[Coordinate annotation entries]
* start *
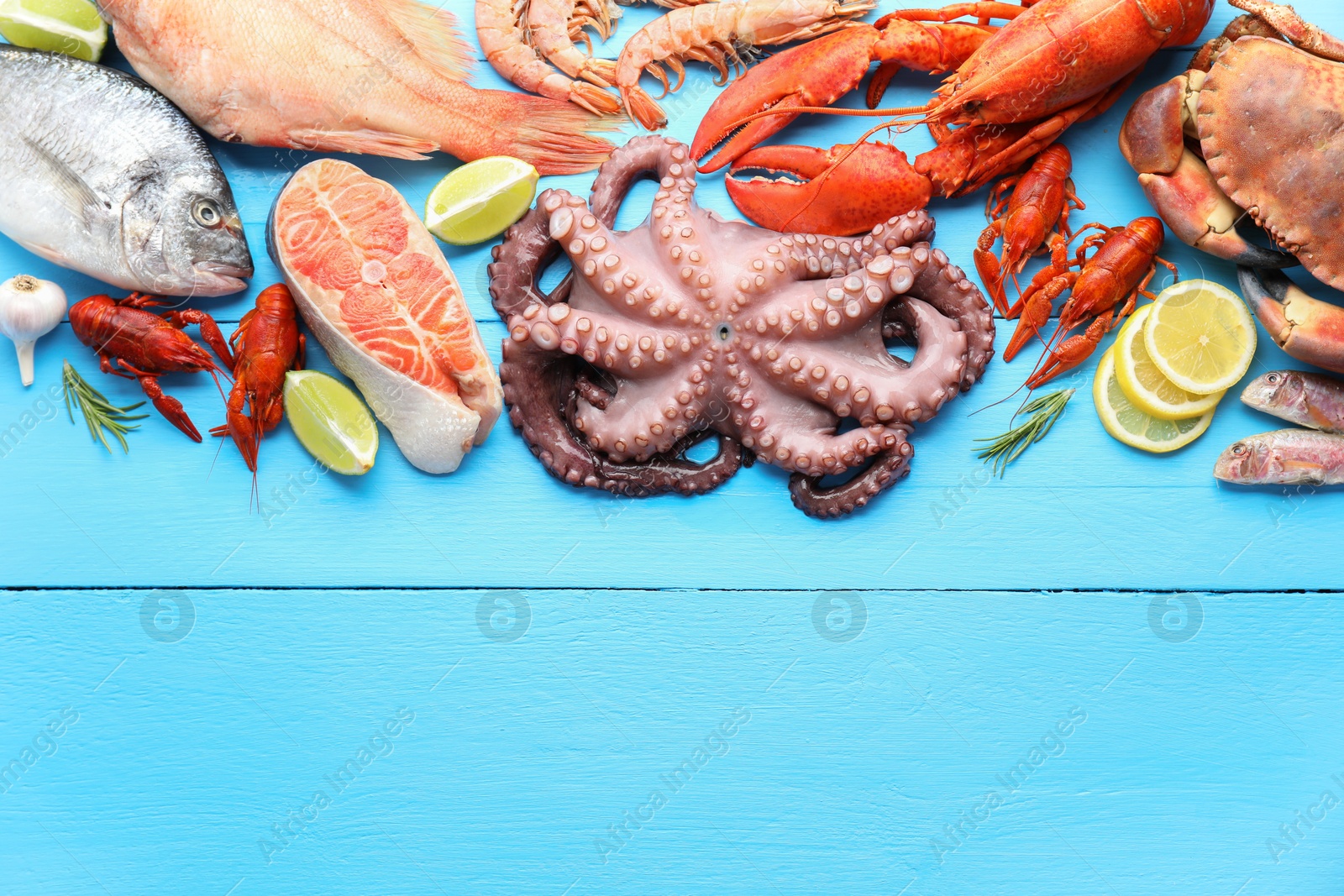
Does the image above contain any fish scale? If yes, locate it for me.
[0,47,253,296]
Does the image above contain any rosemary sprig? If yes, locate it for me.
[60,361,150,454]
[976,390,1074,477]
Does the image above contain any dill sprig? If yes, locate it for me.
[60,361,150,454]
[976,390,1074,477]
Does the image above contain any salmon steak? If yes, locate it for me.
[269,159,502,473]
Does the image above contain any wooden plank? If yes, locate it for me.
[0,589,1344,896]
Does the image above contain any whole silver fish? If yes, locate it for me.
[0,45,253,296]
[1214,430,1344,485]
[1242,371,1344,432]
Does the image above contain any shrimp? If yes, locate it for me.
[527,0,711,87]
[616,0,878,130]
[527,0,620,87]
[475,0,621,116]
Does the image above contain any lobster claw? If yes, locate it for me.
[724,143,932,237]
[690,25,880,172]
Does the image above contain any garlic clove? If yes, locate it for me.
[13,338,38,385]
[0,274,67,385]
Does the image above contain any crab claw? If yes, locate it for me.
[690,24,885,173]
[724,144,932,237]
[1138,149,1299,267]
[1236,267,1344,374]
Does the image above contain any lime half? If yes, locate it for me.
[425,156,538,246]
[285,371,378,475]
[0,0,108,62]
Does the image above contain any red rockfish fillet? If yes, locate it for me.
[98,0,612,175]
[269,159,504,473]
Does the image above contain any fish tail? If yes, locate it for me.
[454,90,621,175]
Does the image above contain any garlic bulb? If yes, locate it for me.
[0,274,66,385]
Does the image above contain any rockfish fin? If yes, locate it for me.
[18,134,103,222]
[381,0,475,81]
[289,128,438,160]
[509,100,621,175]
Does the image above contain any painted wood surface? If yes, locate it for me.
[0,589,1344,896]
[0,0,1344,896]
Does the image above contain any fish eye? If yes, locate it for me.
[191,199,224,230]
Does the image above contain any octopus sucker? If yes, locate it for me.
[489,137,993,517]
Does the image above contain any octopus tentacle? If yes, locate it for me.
* end *
* start *
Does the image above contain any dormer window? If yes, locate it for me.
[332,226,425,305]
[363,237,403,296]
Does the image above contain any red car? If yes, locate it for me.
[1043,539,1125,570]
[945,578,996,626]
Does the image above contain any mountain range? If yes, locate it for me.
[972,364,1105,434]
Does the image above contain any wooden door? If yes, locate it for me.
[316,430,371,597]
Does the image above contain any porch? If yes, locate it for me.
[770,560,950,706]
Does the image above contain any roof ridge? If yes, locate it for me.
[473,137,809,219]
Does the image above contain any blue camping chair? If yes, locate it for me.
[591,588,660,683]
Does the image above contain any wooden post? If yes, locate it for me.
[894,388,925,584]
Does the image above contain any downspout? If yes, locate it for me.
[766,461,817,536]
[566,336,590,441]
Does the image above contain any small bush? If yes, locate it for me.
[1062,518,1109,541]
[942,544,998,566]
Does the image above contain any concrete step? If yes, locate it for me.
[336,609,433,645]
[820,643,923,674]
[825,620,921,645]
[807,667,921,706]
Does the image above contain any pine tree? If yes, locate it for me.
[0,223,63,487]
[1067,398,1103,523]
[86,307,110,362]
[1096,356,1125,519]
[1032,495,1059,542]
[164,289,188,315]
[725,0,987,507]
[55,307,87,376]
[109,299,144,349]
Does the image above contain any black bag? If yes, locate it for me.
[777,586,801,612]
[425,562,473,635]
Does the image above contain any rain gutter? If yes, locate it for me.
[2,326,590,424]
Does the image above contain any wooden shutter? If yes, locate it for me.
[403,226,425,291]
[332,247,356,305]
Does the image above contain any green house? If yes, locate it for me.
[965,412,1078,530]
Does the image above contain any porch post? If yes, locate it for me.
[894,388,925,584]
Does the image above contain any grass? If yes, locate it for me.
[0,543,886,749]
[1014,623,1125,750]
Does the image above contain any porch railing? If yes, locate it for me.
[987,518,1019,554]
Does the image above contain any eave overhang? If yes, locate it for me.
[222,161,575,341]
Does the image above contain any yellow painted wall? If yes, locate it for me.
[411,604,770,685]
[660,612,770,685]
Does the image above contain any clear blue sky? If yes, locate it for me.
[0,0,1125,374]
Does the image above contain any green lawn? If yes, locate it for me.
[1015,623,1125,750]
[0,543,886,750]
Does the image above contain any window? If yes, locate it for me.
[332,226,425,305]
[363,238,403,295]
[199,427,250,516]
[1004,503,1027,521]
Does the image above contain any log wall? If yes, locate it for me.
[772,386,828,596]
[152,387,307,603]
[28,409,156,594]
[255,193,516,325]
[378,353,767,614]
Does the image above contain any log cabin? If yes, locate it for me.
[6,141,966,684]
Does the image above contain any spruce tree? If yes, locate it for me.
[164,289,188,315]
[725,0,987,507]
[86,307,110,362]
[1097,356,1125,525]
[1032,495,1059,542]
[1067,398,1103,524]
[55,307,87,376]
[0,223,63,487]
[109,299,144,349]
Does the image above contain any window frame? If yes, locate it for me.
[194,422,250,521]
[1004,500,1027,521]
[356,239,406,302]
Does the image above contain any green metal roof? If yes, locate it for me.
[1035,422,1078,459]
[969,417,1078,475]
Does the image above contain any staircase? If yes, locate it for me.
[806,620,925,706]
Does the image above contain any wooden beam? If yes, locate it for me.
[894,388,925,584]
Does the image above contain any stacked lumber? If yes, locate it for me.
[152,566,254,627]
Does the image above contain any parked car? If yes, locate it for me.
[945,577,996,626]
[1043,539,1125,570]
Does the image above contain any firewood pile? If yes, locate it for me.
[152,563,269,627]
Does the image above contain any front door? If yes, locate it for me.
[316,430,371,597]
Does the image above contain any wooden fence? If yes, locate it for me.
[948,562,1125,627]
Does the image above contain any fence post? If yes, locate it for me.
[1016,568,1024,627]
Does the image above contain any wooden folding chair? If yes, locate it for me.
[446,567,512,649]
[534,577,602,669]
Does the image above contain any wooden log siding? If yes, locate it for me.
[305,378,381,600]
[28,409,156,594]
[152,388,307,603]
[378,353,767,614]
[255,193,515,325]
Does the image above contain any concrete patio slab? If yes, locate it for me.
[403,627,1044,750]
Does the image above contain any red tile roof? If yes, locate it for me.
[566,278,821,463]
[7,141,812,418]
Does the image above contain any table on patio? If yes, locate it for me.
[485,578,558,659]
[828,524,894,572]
* end *
* start *
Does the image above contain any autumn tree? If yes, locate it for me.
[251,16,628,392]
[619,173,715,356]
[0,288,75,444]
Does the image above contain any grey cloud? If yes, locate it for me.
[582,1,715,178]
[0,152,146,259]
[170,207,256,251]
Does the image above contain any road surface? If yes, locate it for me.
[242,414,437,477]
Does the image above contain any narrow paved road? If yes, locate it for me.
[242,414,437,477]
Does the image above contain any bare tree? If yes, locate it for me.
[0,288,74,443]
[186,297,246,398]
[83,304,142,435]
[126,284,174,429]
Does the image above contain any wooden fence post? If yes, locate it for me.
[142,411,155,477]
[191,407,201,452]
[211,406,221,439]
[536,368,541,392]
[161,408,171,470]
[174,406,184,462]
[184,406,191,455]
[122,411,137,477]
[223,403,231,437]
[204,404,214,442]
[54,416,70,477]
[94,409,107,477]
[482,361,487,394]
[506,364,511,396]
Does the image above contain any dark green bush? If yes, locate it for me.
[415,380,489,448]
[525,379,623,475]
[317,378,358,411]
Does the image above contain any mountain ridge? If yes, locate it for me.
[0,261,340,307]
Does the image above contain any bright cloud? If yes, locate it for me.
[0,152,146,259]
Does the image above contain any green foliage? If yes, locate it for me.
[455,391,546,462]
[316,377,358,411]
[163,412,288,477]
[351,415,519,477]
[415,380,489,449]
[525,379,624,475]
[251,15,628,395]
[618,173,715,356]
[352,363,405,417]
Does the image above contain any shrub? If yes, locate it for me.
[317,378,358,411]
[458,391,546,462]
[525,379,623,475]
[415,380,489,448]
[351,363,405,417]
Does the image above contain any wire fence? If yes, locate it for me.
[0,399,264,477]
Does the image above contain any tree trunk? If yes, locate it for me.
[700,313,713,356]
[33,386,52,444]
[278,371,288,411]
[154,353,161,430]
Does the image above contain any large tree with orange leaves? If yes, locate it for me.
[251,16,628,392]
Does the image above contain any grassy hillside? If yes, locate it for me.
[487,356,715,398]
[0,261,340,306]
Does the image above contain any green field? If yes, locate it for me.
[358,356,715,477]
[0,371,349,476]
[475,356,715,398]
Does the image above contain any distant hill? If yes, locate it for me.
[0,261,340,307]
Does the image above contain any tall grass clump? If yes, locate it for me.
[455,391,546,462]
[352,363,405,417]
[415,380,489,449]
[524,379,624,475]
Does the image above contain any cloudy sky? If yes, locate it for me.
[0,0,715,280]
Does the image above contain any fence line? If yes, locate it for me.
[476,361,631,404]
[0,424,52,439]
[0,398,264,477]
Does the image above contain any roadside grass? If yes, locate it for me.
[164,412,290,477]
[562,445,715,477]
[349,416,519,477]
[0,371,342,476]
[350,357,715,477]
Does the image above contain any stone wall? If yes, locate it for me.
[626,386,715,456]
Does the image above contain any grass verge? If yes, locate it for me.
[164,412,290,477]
* end *
**EXERCISE DESCRIPTION:**
Pull out each line in the listing above that holds the word "ridge". Case counts.

**TASK SOLUTION:**
Does the image above contain any roof ridge? If yes, locate it for me.
Does the image above contain any mountain ridge? If yes, locate it for me.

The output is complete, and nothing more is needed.